Here, U denotes upsampling, which is performed using bi-cubic interpolation to enhance clarity and enlarge the image. Through this process, a Laplacian pyramid can be generated, where each level is represented by a pair of vertically and horizontally differentiated images. By blending the differential images with the original image, the image can be smoothed.

The post-smoothed image reduces singular values but also exhibits a certain degree of quality degradation. Therefore, image sharpening is required. Unsharp masking (USM) is a commonly used image enhancement algorithm that sharpens the image by computing the difference between the original image and its Gaussian blur, thus improving image clarity. The mathematical formula for this algorithm is

USM (x, y) = (1 + k) \cdot f (x, y) - k \cdot (f (x, y) * g (x, y))

(9)

Here, USM

(x, y)

represents the enhanced pixel value of the image,

f (x, y)

represents the pixel value of the original image,

g (x, y)

represents the pixel value of the Gaussian blurred original image, and k represents the enhancement coefficient. The specific

g (x, y)

can be expressed as follows:

g (x, y) = \frac{1}{K} \sum_{i = - \frac{N}{2}}^{\frac{N}{2}} \sum_{j = - \frac{N}{2}}^{\frac{N}{2}} w_{i, j} \cdot f (x + i, y + j)

(10)

where N represents the size of the Gaussian blur, K represents the weight parameter,

w_{i, j}

represents the weight value of the Gaussian filter, calculated using the following formula:

w_{i, j} = \frac{1}{2 π σ^{2}} exp (- \frac{i^{2} + j^{2}}{2 σ^{2}})

(11)

Here,

σ

is the standard deviation of the Gaussian filter.

3.3. SE-Block and Attention

The SENet [24], which secured the championship in the 2017 ImageNet competition, is a significant model in computer vision. It is formally known as the Squeeze-and-Excitation Congestion Network, and its notable contribution lies in the incorporation of a channel attention extraction module referred to as the Se-Block. This module possesses the flexibility to be seamlessly integrated into various network architectures (showed in Figure 4).

(Collected data):
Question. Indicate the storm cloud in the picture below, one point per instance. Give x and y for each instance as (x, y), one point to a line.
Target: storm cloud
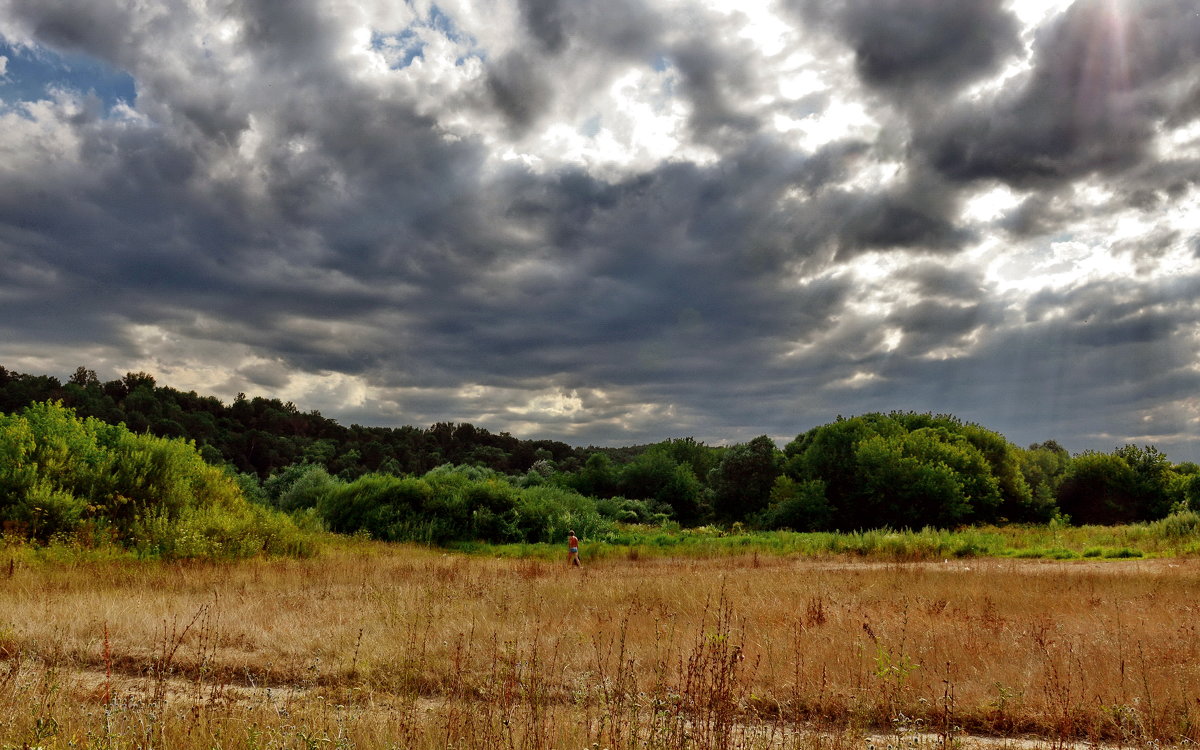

(Given instruction 1):
In the excerpt on image smoothing and sharpening, what method performs the upsampling denoted by U?
(Given instruction 2):
Rewrite the paragraph beginning "The SENet [24], which secured the championship" from the excerpt on image smoothing and sharpening as a short bulleted list that keeps its main facts.
(Given instruction 3):
According to the excerpt on image smoothing and sharpening, why is image sharpening needed after smoothing? Answer in one to three sentences.

(Final result 1):
Bi-cubic interpolation.

(Final result 2):
- SENet won the 2017 ImageNet competition and is a significant model in computer vision.
- Its formal name is the Squeeze-and-Excitation Congestion Network.
- Its notable contribution is a channel attention extraction module called the Se-Block.
- The Se-Block can be integrated seamlessly into various network architectures.

(Final result 3):
Smoothing reduces singular values, but the smoothed image also loses some quality. Sharpening is therefore required to restore clarity.